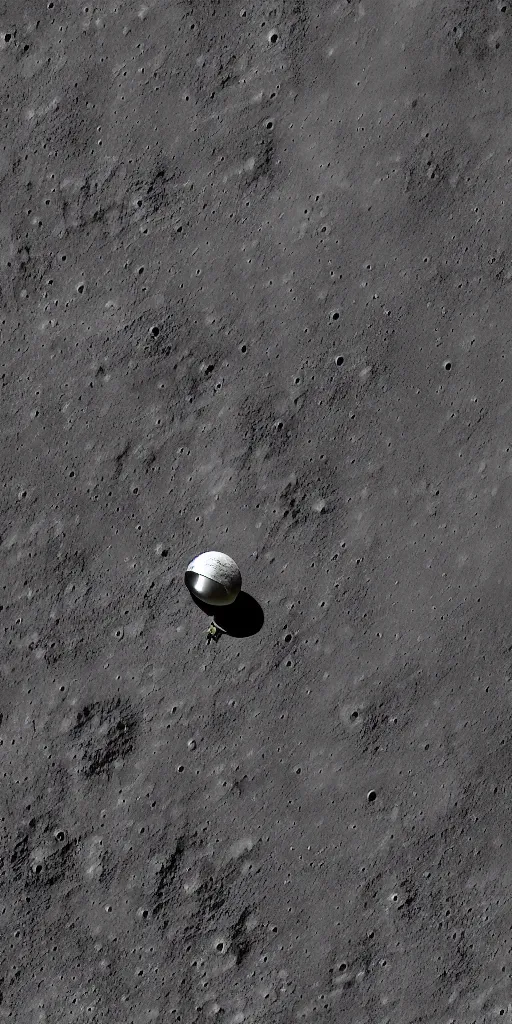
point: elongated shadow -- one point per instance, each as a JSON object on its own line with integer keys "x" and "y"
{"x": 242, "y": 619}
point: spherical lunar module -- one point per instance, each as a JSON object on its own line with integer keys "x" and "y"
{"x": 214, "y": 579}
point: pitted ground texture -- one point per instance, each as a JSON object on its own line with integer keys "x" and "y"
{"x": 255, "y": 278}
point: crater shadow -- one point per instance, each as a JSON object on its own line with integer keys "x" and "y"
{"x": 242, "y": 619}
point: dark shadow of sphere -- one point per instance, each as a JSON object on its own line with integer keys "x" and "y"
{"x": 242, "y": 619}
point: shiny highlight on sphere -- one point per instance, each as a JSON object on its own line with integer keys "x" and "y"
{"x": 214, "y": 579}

+ + +

Copy every entry above word for word, answers included, and leave out the pictures.

point: elongated shadow -- one point per instance, each as a JSON object on its own line with integer keys "x" and "y"
{"x": 242, "y": 619}
point: spherical lunar module -- one point per instance, each as a JSON object on its own line with integer keys "x" and "y"
{"x": 214, "y": 579}
point: pitted ground texture -- one point per instance, each as a JSON object on its own line with integer keys "x" and "y"
{"x": 255, "y": 278}
point: crater shadow -- one point per instance, each as a JSON object on its own line with integer keys "x" and "y"
{"x": 242, "y": 619}
point: dark shadow of sphere -- one point per instance, each as a JSON object on its own line with integer keys "x" and "y"
{"x": 242, "y": 619}
point: shiny highlight on sphere -- one point per instance, each as a JSON object on its own line with integer keys "x" and "y"
{"x": 214, "y": 579}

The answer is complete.